ÉNONCÉ DE L'EXERCICE »
Donnez, s'il vous plaît, la suite du texte sur le film L'Appel de la forêt, à partir de sa dernière phrase.

EXTRAIT DE PAGE »

════════════════

L’Appel de la forêt – Ken Annakin

Buck est à la tête d’une meute de loups dans les montagnes de l’Alaska. Il tombe sur des chiens de traîneau morts criblés de flèches. Une attaque d’Indiens. Sur la rivière gelée, il découvre sous la glace le visage de son ancien maître, John Thornton (Charlton Heston)… Quelques années auparavant, Buck était un chien de maison…

Comment Harry Alan Towers a-t-il réussit à convaincre Charlton Heston d’être la Star de L’Appel de la forêt ? Mystère. Flibustier de la production. Towers l’a-t-il convaincu pendant que Heston dirigeait en Espagne son Antoine et Cléopâtre (1972) ? Toujours est-il que « l’expérience » de l’Appel de la forêt ne fut guère appréciée par l’acteur. Il aura quelques phrases définitives sur la production : « Un film d’amateur fait par des escrocs ». Le montage financier est spectaculaire, coproduction aspirant de l’argent en provenance de France (de l’argent du distributeur Universal), d’Allemagne, d’Italie, d’Espagne, de Norvège. La distribution est tout aussi cosmopolite, des acteurs français, allemand, espagnol, italien, etc. L’appel de la forêt est un film à la nationalité fluctuante au gré des subventions et des financements. La somme réunie par Harry Alan Towers est à peine suffisante pour mener à bien le film, surtout qu’une grosse part est destinée au cachet de Charlton Heston.

════════════════

DONNÉES ENREGISTRÉES »
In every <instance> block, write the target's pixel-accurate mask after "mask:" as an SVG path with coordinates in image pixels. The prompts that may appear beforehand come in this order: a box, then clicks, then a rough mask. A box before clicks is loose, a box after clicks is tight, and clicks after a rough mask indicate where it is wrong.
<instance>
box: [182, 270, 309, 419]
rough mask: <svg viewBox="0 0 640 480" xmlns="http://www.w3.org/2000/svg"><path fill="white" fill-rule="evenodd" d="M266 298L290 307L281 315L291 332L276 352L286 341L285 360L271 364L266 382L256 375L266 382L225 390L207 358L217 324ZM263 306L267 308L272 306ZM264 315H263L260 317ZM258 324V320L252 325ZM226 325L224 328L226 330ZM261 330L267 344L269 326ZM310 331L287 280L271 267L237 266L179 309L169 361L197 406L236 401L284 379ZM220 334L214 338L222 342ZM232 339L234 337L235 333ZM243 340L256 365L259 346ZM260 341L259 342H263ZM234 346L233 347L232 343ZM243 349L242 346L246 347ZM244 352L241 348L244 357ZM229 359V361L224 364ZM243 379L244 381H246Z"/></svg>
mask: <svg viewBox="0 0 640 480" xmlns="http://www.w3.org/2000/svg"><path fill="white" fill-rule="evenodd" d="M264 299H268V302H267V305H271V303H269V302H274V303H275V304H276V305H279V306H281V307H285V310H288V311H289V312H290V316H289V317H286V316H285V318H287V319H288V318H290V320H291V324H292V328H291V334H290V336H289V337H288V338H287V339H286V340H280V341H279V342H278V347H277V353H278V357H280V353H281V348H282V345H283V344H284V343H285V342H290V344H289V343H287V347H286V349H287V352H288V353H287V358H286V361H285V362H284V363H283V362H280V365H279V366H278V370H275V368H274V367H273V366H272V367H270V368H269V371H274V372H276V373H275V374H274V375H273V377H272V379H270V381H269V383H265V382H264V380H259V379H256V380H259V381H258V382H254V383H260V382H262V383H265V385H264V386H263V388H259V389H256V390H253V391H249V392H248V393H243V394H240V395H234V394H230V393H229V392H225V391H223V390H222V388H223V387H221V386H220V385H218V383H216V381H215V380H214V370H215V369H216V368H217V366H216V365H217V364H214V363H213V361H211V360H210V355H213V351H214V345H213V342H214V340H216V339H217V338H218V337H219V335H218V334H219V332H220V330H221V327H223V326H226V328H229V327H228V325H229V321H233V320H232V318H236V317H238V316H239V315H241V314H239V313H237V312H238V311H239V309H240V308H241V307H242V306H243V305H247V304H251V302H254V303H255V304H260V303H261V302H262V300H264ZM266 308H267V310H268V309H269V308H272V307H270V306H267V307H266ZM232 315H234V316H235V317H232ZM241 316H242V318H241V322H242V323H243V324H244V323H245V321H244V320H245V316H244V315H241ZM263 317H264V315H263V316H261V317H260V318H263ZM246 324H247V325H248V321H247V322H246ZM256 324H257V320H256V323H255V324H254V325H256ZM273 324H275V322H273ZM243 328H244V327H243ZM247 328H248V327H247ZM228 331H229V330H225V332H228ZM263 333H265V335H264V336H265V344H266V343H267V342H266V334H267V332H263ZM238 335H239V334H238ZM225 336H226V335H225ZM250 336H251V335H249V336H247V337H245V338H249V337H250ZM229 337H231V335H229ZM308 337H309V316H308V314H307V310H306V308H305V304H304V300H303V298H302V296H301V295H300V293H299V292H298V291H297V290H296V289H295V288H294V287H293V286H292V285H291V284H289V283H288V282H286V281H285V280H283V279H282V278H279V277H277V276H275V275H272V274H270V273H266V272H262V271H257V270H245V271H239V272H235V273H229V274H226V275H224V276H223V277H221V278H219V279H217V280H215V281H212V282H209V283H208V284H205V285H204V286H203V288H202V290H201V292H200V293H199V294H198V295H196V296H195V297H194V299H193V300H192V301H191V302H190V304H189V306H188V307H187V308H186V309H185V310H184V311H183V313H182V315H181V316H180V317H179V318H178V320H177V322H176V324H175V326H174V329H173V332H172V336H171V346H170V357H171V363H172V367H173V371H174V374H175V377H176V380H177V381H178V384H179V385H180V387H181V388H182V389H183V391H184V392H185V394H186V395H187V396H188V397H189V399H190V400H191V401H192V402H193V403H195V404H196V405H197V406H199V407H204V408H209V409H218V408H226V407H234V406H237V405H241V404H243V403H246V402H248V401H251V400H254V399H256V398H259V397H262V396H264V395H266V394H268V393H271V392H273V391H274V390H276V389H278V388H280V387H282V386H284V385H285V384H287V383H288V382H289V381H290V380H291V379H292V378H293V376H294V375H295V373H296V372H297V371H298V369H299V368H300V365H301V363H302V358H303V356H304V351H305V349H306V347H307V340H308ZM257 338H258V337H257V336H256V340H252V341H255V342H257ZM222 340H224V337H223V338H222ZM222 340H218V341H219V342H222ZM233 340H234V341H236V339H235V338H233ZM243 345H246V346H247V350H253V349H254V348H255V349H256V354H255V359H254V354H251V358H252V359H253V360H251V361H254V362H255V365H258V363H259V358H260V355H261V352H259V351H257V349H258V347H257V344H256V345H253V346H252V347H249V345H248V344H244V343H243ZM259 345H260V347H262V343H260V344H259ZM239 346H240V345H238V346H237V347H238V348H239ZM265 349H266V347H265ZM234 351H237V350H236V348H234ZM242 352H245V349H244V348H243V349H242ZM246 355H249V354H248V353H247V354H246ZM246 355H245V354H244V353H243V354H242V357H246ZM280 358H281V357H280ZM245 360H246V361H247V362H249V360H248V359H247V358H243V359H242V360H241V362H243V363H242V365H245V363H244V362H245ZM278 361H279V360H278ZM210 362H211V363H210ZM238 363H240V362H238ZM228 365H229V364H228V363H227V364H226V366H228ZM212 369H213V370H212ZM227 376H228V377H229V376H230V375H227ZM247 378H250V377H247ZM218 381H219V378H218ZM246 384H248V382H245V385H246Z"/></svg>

════════════════

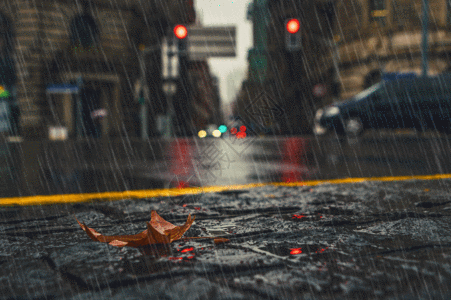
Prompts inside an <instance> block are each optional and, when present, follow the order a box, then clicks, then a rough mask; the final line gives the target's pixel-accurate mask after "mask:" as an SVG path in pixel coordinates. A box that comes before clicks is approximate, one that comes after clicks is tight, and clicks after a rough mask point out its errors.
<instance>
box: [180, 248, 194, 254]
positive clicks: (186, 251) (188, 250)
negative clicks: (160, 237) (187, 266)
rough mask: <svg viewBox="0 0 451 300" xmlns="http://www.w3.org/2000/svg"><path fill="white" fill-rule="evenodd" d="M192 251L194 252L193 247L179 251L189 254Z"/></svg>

════════════════

RÉPONSE À L'EXERCICE »
Harry Alan Towers débute à la radio au service de la Royal Air Force, puis de la BBC. Il devient producteur pour la télévision en 1955. Il ne chôme pas, puisqu’en 9 ans, il produit 100 épisodes de diverses séries TV. Mais sa passion, c’est le cinéma. Il se lance en 1962, dans la production et comme on n’est jamais aussi bien servi que par soi-même, adapte sous le pseudonyme de Peter Welbeck, Bram Stoker, Sade, Robert Louis Stevenson, Agatha Christie, Jules Verne, etc. de la littérature avec un grand L et populaire. Il restera toujours fidèle à ses auteurs et adaptera plusieurs fois certains romans pour le grand écran. Il comprend vite que l’Angleterre ne lui permettra pas de mener à bien ses projets et c’est vers l’international qu’il va rechercher des financements. Il trouve des coproducteurs un peu partout et ouvre des bureaux à Los Angeles et Toronto. Ses films à bas coûts se vendent bien. Au point que l’AIP (American International Pictures), une mini major américaine dédiée à la série B, lui passe une commande de films à la fin des années 60. Il produit neuf Fu Manchu, adaptation des romans de Sax Rohmer, dans un mélange d’exotisme et d’érotisme. Jess Franco devient son réalisateur maison avec une série de films pop et sexy, à qui il alloue des budgets très honnêtes, lui permettant d’avoir des castings plutôt classe : Christopher Lee, Mercedes McCambridges, Herbert Lom, Klaus Kinski, Jack Palance, Maria Schell, etc. Sa femme, la très belle actrice autrichienne, Maria Rohm, est souvent de l’aventure.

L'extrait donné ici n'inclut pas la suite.